◆ Aim of the task
Quote exactly and only this range of lines in the data below: the line that holds "Target: patio umbrella" to the line that holds "Target: balcony railing", both included.

*** Data ***

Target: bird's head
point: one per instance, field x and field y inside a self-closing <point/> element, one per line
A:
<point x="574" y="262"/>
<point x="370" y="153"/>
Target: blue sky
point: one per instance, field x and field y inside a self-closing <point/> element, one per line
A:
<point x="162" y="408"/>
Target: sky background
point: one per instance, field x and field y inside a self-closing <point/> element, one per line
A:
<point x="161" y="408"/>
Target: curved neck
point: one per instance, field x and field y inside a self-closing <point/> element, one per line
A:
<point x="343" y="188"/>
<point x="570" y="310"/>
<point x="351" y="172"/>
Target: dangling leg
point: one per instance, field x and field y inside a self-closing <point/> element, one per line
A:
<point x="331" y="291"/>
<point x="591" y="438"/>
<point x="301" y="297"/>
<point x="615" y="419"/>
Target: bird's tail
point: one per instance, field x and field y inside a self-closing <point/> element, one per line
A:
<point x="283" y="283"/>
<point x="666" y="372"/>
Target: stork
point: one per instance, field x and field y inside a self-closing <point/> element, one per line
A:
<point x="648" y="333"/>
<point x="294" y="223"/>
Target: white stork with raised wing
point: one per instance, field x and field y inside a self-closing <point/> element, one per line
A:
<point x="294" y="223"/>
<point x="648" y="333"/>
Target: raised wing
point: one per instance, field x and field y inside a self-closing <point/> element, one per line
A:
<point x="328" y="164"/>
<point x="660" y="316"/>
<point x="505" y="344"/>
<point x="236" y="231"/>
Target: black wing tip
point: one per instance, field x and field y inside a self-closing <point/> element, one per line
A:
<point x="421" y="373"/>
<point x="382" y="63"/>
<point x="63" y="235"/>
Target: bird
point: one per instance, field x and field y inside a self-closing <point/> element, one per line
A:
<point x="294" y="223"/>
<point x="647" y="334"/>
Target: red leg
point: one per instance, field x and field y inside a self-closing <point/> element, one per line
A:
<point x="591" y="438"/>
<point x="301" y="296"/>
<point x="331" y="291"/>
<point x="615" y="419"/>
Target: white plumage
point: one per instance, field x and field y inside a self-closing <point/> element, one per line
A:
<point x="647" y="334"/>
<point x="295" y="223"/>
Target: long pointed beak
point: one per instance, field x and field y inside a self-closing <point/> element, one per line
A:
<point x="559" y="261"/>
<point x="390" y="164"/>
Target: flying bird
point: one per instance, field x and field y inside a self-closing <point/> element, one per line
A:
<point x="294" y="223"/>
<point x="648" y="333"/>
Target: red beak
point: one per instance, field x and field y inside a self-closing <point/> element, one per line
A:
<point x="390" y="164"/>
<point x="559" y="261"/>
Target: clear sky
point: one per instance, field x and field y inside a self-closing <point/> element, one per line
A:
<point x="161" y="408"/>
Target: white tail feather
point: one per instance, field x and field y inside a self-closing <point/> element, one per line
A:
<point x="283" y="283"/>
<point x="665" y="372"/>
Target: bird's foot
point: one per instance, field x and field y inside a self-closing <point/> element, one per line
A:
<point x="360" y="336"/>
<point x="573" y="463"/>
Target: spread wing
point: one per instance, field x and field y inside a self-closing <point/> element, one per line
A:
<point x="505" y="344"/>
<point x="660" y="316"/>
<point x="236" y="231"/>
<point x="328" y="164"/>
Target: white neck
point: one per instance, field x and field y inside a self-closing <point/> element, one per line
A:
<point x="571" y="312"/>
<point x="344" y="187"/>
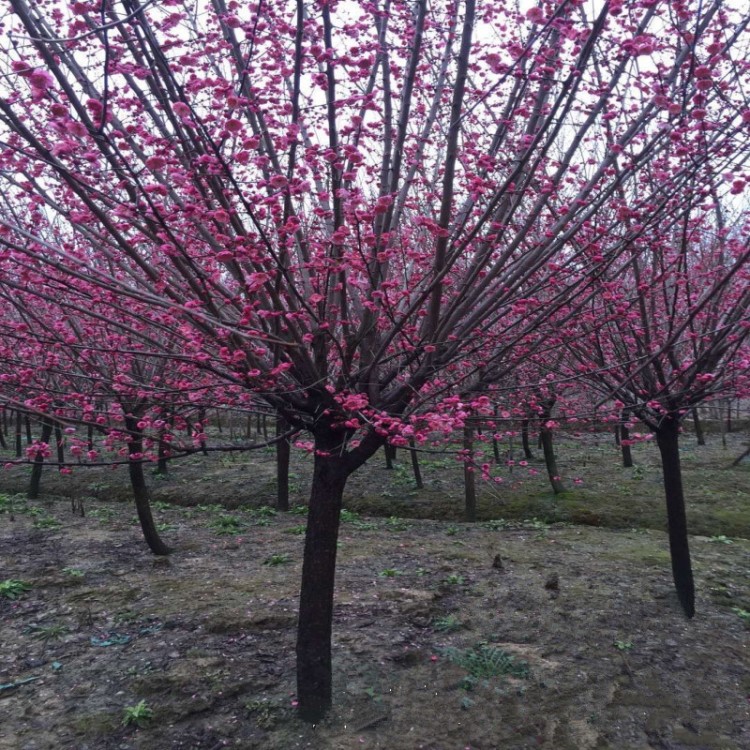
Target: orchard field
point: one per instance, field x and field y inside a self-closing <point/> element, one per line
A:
<point x="551" y="622"/>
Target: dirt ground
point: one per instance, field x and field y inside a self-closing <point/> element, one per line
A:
<point x="500" y="635"/>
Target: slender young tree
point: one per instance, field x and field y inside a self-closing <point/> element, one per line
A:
<point x="356" y="213"/>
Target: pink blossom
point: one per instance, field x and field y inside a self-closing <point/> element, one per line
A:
<point x="41" y="79"/>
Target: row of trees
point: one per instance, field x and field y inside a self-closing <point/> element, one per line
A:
<point x="374" y="219"/>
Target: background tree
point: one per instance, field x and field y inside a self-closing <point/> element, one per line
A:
<point x="358" y="213"/>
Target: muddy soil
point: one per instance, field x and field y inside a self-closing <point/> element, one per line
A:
<point x="499" y="635"/>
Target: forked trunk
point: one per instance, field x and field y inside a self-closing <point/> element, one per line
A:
<point x="667" y="438"/>
<point x="314" y="676"/>
<point x="140" y="491"/>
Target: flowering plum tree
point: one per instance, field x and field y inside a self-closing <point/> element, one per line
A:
<point x="356" y="212"/>
<point x="668" y="332"/>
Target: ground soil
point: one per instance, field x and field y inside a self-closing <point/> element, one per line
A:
<point x="429" y="614"/>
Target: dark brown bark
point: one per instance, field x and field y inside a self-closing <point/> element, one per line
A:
<point x="667" y="438"/>
<point x="283" y="453"/>
<point x="388" y="450"/>
<point x="38" y="465"/>
<point x="415" y="464"/>
<point x="314" y="668"/>
<point x="140" y="490"/>
<point x="19" y="434"/>
<point x="627" y="453"/>
<point x="527" y="454"/>
<point x="550" y="460"/>
<point x="698" y="426"/>
<point x="470" y="494"/>
<point x="60" y="445"/>
<point x="162" y="464"/>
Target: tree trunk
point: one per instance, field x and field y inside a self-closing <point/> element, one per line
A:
<point x="19" y="434"/>
<point x="314" y="676"/>
<point x="667" y="438"/>
<point x="415" y="464"/>
<point x="627" y="454"/>
<point x="283" y="452"/>
<point x="545" y="437"/>
<point x="700" y="436"/>
<point x="36" y="470"/>
<point x="60" y="445"/>
<point x="527" y="454"/>
<point x="162" y="464"/>
<point x="470" y="504"/>
<point x="140" y="490"/>
<point x="388" y="456"/>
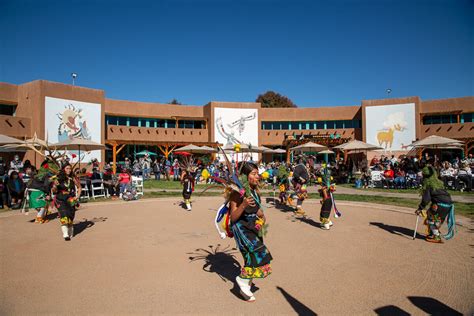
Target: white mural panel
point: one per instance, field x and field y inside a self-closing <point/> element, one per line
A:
<point x="392" y="127"/>
<point x="68" y="119"/>
<point x="236" y="126"/>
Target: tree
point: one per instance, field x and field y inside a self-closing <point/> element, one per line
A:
<point x="271" y="99"/>
<point x="174" y="101"/>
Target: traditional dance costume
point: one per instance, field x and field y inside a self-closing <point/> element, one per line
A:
<point x="249" y="239"/>
<point x="326" y="199"/>
<point x="66" y="203"/>
<point x="40" y="191"/>
<point x="188" y="188"/>
<point x="441" y="207"/>
<point x="300" y="178"/>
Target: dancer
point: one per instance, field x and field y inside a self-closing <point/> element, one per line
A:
<point x="187" y="180"/>
<point x="441" y="207"/>
<point x="248" y="224"/>
<point x="300" y="179"/>
<point x="40" y="190"/>
<point x="283" y="183"/>
<point x="66" y="199"/>
<point x="326" y="198"/>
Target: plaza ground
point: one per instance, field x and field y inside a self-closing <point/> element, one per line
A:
<point x="153" y="257"/>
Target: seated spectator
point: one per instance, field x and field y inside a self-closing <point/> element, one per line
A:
<point x="399" y="178"/>
<point x="3" y="193"/>
<point x="16" y="188"/>
<point x="110" y="182"/>
<point x="388" y="176"/>
<point x="447" y="174"/>
<point x="464" y="175"/>
<point x="125" y="179"/>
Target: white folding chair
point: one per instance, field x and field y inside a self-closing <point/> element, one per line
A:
<point x="97" y="188"/>
<point x="85" y="194"/>
<point x="137" y="182"/>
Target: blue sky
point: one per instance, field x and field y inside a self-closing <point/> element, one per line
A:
<point x="315" y="52"/>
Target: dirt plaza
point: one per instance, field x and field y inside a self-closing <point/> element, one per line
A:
<point x="152" y="257"/>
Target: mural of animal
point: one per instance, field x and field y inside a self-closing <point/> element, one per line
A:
<point x="386" y="137"/>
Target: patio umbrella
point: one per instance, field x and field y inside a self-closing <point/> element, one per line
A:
<point x="327" y="151"/>
<point x="207" y="150"/>
<point x="357" y="145"/>
<point x="435" y="141"/>
<point x="309" y="147"/>
<point x="78" y="144"/>
<point x="7" y="140"/>
<point x="189" y="148"/>
<point x="275" y="151"/>
<point x="146" y="152"/>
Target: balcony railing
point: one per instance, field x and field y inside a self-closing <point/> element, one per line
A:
<point x="150" y="134"/>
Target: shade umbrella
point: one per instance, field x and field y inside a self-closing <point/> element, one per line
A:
<point x="262" y="149"/>
<point x="309" y="147"/>
<point x="357" y="145"/>
<point x="78" y="144"/>
<point x="207" y="150"/>
<point x="230" y="147"/>
<point x="146" y="152"/>
<point x="327" y="151"/>
<point x="275" y="151"/>
<point x="435" y="141"/>
<point x="7" y="140"/>
<point x="189" y="148"/>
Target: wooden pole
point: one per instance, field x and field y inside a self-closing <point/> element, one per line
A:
<point x="114" y="158"/>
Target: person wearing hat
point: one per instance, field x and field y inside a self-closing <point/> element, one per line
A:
<point x="441" y="206"/>
<point x="300" y="179"/>
<point x="326" y="200"/>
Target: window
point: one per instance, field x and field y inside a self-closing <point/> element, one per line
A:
<point x="467" y="118"/>
<point x="6" y="109"/>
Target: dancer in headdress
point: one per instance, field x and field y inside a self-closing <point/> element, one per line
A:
<point x="300" y="179"/>
<point x="66" y="199"/>
<point x="440" y="209"/>
<point x="248" y="228"/>
<point x="282" y="183"/>
<point x="40" y="190"/>
<point x="187" y="180"/>
<point x="327" y="199"/>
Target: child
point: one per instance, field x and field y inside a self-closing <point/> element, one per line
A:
<point x="187" y="180"/>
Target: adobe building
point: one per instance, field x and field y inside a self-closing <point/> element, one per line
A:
<point x="58" y="111"/>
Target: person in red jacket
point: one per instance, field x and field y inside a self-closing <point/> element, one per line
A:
<point x="388" y="175"/>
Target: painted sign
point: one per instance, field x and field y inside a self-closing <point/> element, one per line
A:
<point x="69" y="119"/>
<point x="392" y="127"/>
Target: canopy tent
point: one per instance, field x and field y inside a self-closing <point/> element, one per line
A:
<point x="146" y="152"/>
<point x="78" y="144"/>
<point x="309" y="147"/>
<point x="7" y="140"/>
<point x="189" y="148"/>
<point x="435" y="141"/>
<point x="357" y="145"/>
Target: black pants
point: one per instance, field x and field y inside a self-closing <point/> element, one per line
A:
<point x="466" y="179"/>
<point x="326" y="208"/>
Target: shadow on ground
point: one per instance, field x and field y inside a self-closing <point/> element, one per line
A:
<point x="397" y="230"/>
<point x="86" y="224"/>
<point x="222" y="262"/>
<point x="428" y="305"/>
<point x="299" y="307"/>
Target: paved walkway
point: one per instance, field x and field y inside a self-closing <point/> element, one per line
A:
<point x="152" y="257"/>
<point x="465" y="198"/>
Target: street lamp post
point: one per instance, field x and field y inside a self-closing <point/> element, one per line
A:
<point x="74" y="76"/>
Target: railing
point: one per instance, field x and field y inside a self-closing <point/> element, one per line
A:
<point x="456" y="130"/>
<point x="150" y="134"/>
<point x="15" y="126"/>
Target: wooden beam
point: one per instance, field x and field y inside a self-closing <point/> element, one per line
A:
<point x="114" y="158"/>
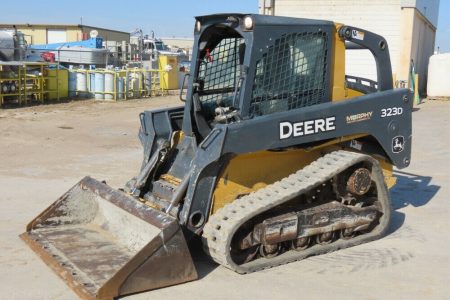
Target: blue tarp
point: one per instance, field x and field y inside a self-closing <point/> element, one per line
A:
<point x="94" y="43"/>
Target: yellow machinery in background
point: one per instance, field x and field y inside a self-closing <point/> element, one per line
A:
<point x="57" y="83"/>
<point x="169" y="75"/>
<point x="26" y="82"/>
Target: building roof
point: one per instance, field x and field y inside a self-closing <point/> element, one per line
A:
<point x="59" y="26"/>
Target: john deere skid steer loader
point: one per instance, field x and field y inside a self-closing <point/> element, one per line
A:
<point x="276" y="155"/>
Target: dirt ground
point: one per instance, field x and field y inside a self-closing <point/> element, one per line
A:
<point x="44" y="150"/>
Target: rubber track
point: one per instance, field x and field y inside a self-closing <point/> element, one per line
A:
<point x="219" y="231"/>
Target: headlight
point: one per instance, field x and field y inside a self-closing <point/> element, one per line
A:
<point x="248" y="22"/>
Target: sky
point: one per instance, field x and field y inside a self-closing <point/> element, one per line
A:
<point x="166" y="18"/>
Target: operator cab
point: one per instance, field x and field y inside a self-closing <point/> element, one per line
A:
<point x="243" y="70"/>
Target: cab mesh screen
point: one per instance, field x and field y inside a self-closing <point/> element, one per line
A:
<point x="218" y="71"/>
<point x="291" y="74"/>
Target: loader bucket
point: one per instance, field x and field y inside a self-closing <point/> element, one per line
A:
<point x="105" y="244"/>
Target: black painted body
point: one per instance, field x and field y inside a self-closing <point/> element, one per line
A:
<point x="202" y="155"/>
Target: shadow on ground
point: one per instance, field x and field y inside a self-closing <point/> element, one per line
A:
<point x="411" y="189"/>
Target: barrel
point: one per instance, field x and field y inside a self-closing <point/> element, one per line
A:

***

◆ Task result
Target: patio umbrella
point: one per instance, field x and field y inside a self-closing <point/> element, one per line
A:
<point x="327" y="151"/>
<point x="207" y="150"/>
<point x="357" y="145"/>
<point x="435" y="141"/>
<point x="309" y="147"/>
<point x="78" y="144"/>
<point x="7" y="140"/>
<point x="189" y="148"/>
<point x="275" y="151"/>
<point x="146" y="152"/>
Target: balcony railing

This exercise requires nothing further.